*Рабочее задание*: Повторите целиком и без единого изменения приведенный ниже отрывок о времени.

*Цитируемый отрывок*:
Легко понять, что нас лишили памяти, мысли и слова, но я попробую объяснить, что нас лишили и времени. Когда живешь в постоянном ужасе, прислушиваясь к машинам и звонкам, начинает ощущаться каждая секунда, каждая минута. Они растягиваются, обретают вес и давят на грудь, как свинец. Это не психическое, а физическое состояние, особенно острое ночью. Минуты растягиваются, а годы мчатся с дикой быстротой, но от них не остается ничего, кроме зияющей пустоты. Двадцать лет со смерти Мандельштама, с тридцать восьмого по конец пятидесятых годов, представляются мне комом, бесформенным и лишенным смысла, в котором время не текло, а слиплось, а затем разложилось в небытие. Я спрашиваю: есть ли чему завидовать?

*Предоставленные записи*:
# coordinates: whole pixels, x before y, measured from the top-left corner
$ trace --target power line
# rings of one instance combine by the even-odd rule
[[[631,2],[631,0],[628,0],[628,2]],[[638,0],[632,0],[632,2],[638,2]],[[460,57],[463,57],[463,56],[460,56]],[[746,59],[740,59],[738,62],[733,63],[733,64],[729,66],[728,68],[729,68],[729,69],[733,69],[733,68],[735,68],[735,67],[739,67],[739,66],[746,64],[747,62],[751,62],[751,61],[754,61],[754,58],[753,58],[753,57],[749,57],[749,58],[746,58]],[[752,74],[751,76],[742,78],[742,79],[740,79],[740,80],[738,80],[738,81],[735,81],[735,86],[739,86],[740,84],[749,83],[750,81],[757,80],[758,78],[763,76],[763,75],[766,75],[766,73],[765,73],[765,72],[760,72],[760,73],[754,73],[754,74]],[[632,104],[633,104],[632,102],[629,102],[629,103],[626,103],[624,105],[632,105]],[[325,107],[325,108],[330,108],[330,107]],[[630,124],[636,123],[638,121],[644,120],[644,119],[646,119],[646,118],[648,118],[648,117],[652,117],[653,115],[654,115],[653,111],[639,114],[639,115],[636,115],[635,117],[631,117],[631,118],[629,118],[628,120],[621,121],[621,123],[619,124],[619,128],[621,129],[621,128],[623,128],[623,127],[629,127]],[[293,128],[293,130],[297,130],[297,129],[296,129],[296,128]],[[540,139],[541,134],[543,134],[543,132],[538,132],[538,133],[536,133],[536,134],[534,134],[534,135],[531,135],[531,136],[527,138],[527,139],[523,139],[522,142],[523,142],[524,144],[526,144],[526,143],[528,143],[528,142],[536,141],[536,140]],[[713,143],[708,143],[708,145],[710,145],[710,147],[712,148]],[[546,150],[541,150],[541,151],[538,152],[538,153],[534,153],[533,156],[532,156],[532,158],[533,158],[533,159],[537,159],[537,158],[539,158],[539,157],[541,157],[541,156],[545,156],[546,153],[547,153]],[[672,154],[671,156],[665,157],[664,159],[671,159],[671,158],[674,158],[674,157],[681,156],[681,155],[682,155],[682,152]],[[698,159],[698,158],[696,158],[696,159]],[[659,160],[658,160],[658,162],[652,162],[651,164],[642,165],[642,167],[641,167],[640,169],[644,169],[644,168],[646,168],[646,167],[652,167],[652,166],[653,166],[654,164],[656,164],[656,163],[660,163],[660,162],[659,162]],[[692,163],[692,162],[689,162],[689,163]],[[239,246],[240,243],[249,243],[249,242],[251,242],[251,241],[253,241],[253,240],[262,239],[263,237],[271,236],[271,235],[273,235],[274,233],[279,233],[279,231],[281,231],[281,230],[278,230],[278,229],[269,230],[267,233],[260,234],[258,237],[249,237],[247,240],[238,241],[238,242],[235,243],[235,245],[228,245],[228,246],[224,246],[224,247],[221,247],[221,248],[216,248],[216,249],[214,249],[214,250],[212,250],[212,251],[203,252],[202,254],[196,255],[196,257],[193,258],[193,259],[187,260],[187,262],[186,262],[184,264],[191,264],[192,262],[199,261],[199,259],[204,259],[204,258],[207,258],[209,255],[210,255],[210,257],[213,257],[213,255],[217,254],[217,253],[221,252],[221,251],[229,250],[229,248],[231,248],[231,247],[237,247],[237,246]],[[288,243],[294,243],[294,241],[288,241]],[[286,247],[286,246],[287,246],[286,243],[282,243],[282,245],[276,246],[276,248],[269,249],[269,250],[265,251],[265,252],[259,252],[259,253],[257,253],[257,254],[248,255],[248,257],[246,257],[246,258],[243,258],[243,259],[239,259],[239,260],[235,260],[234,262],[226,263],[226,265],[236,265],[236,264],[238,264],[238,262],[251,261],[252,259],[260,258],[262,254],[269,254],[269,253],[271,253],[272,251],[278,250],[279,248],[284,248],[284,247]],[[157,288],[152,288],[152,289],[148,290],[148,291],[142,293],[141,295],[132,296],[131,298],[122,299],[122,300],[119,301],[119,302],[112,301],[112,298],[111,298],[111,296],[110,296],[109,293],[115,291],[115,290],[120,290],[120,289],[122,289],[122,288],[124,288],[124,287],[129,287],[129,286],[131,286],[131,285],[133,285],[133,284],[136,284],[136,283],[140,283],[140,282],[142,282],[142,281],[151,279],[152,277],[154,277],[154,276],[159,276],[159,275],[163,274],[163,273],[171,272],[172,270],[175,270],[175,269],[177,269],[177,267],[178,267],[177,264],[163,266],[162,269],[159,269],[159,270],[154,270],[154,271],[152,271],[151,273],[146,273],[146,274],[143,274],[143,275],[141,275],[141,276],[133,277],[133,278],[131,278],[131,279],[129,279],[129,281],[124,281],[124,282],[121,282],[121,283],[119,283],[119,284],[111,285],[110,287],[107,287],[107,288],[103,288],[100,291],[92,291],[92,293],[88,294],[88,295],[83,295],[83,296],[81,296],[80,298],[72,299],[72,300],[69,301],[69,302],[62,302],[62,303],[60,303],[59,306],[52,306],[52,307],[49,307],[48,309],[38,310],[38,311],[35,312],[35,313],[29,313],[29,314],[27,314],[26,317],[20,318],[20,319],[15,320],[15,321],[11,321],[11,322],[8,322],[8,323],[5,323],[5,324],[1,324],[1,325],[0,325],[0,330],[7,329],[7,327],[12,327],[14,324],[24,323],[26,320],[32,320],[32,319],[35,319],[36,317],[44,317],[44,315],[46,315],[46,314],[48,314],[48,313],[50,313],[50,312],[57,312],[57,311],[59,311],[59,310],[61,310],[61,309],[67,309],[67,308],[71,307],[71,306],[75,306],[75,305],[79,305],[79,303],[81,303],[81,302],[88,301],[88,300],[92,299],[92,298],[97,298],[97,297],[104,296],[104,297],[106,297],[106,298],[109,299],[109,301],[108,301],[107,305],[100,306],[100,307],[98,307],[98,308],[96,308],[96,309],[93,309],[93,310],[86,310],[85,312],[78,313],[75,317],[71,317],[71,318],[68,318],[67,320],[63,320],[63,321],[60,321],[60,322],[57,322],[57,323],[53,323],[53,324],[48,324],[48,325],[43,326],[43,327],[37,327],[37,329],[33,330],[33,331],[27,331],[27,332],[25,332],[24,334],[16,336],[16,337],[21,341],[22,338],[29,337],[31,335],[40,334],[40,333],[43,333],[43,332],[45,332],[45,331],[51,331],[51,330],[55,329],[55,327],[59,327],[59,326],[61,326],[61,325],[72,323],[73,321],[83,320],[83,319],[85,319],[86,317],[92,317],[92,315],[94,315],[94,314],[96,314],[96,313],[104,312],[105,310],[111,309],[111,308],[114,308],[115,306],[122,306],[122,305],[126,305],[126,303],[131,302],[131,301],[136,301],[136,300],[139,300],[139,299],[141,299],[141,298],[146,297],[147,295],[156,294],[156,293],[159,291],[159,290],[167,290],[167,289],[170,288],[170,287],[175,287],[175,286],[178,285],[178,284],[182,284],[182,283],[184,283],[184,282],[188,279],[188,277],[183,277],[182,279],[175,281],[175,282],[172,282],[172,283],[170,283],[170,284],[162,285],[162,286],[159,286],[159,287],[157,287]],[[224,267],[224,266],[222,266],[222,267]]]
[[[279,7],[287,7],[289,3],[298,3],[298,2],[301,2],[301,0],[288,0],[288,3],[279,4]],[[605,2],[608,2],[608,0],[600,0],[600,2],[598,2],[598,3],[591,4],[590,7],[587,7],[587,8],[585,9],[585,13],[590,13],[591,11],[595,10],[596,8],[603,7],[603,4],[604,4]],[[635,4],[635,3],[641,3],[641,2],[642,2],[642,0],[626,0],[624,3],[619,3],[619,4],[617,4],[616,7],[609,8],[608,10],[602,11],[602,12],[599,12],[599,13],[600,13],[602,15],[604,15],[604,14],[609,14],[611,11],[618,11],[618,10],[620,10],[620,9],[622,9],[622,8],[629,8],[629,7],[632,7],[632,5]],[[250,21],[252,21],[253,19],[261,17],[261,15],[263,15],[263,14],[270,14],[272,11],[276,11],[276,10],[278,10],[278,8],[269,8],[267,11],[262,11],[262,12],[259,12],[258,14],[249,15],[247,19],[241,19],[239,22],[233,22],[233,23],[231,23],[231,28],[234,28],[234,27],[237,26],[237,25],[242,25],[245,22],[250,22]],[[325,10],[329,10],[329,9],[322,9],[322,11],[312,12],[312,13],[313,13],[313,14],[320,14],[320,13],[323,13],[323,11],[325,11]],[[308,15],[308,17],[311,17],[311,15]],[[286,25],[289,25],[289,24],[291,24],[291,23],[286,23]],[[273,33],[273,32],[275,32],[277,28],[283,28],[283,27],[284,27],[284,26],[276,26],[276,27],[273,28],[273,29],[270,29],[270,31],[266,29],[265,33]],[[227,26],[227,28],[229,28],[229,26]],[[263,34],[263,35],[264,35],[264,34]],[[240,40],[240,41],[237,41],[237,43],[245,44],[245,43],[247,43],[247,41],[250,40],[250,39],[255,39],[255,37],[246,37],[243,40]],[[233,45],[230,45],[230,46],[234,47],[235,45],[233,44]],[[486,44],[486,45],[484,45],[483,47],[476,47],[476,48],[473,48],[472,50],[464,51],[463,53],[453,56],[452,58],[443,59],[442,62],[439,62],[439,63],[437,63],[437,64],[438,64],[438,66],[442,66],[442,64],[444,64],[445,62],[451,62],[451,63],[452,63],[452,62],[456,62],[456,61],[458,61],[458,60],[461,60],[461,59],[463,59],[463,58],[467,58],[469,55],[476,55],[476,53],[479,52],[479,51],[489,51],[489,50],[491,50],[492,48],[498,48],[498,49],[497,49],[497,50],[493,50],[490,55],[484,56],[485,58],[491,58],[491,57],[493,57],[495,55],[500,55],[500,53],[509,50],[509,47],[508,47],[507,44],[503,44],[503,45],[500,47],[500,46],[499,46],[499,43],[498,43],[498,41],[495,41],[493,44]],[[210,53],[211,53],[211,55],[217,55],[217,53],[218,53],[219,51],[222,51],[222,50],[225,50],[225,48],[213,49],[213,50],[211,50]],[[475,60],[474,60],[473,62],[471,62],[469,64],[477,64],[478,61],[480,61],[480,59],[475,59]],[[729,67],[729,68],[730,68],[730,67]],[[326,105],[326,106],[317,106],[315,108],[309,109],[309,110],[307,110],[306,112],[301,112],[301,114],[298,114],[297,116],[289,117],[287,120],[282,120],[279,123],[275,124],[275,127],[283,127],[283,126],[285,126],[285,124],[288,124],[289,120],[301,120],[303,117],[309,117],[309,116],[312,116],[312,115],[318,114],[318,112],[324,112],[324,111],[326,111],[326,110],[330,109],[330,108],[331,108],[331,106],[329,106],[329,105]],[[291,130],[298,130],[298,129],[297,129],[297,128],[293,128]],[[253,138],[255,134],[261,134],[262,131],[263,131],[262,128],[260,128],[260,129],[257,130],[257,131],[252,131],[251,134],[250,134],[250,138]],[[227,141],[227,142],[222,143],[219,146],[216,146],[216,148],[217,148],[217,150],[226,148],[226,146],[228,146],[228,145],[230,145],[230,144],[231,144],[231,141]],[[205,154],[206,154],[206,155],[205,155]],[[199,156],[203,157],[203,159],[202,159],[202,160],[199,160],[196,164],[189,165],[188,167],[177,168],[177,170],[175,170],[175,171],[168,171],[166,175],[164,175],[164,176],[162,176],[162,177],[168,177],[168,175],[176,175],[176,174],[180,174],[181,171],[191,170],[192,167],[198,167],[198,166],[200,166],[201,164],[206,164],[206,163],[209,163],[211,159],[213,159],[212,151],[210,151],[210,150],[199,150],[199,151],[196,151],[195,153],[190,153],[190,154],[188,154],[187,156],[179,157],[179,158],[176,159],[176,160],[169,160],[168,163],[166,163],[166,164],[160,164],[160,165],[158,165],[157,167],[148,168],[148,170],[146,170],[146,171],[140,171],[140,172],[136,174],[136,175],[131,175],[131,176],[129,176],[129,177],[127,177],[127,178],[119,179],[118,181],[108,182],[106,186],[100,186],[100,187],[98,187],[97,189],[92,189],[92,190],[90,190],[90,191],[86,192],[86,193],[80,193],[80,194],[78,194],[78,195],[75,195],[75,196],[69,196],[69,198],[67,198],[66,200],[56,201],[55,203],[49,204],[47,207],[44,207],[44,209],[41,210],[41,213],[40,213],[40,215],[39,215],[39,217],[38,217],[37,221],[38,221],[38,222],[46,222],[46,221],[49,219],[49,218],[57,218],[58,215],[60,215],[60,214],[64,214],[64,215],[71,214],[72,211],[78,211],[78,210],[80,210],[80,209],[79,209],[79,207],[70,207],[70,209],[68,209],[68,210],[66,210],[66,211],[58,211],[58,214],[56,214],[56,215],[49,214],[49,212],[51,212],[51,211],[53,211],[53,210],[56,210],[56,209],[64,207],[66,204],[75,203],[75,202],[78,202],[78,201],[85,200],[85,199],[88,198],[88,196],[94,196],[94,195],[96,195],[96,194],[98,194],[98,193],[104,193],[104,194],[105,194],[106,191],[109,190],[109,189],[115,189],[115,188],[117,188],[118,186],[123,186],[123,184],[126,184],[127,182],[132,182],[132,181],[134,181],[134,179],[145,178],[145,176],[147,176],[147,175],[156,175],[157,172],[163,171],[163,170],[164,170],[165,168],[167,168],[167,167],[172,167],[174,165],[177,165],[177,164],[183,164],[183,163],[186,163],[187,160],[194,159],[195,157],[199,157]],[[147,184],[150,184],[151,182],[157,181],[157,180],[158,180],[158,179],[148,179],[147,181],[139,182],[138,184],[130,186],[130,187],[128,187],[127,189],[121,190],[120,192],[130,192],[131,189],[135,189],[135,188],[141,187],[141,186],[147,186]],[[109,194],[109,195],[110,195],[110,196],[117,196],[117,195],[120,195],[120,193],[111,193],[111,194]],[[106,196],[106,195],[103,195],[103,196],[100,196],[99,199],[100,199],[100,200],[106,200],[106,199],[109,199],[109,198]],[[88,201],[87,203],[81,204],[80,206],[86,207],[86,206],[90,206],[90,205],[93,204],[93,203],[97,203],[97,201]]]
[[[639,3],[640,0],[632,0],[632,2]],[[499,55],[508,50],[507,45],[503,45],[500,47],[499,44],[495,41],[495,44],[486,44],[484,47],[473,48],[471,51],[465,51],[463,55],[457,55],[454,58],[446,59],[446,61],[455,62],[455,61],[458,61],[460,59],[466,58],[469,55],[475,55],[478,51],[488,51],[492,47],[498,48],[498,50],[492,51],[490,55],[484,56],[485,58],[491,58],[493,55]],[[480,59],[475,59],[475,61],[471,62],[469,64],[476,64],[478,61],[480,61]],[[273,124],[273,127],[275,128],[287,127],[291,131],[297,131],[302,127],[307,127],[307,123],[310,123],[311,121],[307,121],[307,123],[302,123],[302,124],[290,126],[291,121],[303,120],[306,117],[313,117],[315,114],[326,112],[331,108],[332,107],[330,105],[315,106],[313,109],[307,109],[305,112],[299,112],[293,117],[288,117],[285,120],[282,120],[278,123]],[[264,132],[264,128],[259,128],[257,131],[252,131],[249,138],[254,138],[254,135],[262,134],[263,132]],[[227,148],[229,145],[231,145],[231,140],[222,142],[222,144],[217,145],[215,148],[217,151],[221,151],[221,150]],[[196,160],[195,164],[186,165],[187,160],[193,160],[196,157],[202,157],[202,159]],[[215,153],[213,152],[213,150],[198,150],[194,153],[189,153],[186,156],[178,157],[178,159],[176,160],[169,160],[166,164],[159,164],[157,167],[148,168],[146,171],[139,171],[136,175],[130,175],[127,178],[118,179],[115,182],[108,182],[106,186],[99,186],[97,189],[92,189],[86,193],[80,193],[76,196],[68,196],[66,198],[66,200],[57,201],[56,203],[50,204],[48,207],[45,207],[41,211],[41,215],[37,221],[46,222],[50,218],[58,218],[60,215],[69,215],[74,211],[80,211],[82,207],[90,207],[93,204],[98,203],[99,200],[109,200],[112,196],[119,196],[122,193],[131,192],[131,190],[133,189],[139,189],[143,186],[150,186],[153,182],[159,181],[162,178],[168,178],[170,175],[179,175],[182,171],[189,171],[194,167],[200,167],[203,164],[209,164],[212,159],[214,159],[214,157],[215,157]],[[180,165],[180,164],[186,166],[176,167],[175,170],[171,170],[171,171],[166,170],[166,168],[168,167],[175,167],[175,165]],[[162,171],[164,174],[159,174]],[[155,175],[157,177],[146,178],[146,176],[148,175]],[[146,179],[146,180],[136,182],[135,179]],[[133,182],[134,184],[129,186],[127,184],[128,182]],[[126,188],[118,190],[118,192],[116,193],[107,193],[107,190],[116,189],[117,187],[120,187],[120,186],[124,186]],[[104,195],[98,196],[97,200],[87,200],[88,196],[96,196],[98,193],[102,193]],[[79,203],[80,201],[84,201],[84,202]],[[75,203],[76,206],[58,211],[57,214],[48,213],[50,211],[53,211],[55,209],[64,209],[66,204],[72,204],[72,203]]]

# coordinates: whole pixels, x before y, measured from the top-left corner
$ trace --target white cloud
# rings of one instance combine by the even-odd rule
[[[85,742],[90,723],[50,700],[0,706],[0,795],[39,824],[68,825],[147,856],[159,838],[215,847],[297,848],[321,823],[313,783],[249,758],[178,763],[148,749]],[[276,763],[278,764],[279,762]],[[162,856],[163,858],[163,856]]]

*Ответ*:
Легко понять, что нас лишили памяти, мысли и слова, но я попробую объяснить, что нас лишили и времени. Когда живешь в постоянном ужасе, прислушиваясь к машинам и звонкам, начинает ощущаться каждая секунда, каждая минута. Они растягиваются, обретают вес и давят на грудь, как свинец. Это не психическое, а физическое состояние, особенно острое ночью. Минуты растягиваются, а годы мчатся с дикой быстротой, но от них не остается ничего, кроме зияющей пустоты. Двадцать лет со смерти Мандельштама, с тридцать восьмого по конец пятидесятых годов, представляются мне комом, бесформенным и лишенным смысла, в котором время не текло, а слиплось, а затем разложилось в небытие. Я спрашиваю: есть ли чему завидовать?